边界框数据摘录:
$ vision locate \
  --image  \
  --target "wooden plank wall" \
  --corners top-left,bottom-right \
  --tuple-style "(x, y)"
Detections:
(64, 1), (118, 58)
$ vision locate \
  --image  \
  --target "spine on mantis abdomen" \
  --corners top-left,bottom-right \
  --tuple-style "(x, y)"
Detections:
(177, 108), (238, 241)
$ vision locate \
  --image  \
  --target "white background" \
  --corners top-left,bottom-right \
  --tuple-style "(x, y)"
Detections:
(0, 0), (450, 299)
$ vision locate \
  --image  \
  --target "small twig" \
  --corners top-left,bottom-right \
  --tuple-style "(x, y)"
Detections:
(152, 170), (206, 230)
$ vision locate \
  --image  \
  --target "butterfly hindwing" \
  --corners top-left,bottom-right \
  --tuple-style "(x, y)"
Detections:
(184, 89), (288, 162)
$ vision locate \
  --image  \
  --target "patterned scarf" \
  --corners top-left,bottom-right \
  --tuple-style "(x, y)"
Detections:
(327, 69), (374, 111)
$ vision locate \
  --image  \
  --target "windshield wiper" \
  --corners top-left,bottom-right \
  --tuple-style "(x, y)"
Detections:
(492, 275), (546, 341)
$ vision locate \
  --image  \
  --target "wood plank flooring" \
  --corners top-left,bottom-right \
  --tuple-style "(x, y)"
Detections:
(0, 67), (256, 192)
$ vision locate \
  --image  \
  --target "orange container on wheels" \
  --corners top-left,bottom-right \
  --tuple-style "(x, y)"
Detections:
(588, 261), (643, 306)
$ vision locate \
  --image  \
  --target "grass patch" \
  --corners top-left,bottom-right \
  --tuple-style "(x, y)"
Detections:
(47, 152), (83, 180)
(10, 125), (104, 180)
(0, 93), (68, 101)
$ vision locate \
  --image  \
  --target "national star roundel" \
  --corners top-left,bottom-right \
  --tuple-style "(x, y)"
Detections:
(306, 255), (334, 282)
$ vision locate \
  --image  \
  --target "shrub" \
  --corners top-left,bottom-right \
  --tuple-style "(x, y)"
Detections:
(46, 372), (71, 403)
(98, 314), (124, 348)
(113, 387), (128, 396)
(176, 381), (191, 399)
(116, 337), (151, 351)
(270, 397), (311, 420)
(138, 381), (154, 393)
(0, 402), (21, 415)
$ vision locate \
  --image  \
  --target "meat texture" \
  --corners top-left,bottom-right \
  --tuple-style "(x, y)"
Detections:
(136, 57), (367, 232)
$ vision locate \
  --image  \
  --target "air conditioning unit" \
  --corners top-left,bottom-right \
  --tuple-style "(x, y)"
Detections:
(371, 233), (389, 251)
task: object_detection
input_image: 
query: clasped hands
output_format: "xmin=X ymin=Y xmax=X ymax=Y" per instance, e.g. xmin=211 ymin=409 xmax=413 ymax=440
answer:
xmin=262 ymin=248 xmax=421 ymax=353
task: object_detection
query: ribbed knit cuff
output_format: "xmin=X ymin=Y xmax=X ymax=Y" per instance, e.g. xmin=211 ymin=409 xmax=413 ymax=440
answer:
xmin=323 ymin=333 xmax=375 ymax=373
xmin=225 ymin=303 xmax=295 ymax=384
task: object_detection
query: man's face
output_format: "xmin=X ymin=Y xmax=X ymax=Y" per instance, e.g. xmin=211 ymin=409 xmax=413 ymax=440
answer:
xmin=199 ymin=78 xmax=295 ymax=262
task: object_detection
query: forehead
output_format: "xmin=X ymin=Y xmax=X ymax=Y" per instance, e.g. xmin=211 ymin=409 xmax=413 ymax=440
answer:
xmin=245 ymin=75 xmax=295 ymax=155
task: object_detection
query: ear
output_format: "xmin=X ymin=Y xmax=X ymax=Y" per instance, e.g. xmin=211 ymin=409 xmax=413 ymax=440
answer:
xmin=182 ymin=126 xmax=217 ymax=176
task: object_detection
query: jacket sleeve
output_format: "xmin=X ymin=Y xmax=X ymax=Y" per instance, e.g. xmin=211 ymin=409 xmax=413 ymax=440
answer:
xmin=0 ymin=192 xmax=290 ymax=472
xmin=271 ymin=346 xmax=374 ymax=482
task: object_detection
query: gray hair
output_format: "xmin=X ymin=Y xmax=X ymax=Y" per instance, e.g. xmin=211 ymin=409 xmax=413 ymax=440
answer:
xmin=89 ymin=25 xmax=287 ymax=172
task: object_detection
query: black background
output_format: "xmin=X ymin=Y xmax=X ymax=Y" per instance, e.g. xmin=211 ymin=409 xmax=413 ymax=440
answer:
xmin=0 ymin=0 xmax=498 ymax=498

要求 →
把列表从开头到含有“(64, 1), (118, 58)”的那一行（含该行）之间的各行列成 Markdown 表格，设“序号”和“内容”两列，空行略去。

练习结果 →
| 序号 | 内容 |
|---|---|
| 1 | $ vision locate \ |
| 2 |   --image  \ |
| 3 |   --target "wooden plank wall" \ |
| 4 |   --corners top-left,bottom-right \ |
| 5 |   --tuple-style "(x, y)" |
| 6 | Detections: |
| 7 | (64, 1), (118, 58) |